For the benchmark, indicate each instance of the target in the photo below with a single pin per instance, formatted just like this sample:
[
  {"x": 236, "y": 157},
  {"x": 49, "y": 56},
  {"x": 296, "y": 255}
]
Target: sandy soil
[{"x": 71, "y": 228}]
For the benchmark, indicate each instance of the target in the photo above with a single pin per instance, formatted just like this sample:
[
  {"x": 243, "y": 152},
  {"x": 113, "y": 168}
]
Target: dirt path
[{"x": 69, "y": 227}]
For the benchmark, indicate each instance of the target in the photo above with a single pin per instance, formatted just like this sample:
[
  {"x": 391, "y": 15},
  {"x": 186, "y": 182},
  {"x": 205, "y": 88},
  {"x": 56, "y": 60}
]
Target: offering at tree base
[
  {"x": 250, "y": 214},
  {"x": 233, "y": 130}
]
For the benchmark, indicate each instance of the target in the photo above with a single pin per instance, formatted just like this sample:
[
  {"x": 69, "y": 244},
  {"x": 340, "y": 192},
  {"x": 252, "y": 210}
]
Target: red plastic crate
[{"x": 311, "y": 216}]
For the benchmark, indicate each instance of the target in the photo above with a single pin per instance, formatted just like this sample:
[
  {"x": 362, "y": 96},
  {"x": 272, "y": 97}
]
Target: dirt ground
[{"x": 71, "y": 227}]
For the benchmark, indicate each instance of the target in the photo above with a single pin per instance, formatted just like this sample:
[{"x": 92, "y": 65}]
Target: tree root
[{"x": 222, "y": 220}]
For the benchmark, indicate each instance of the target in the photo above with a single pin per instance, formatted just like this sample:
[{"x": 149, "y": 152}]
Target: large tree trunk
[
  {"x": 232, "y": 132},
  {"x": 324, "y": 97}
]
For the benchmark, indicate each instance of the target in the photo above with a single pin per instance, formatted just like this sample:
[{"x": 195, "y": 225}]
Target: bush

□ □ □ □ □

> [Given instruction]
Pick out every line in the data above that contains the string "dirt". Case matters.

> [Reply to the task]
Target: dirt path
Target: dirt ground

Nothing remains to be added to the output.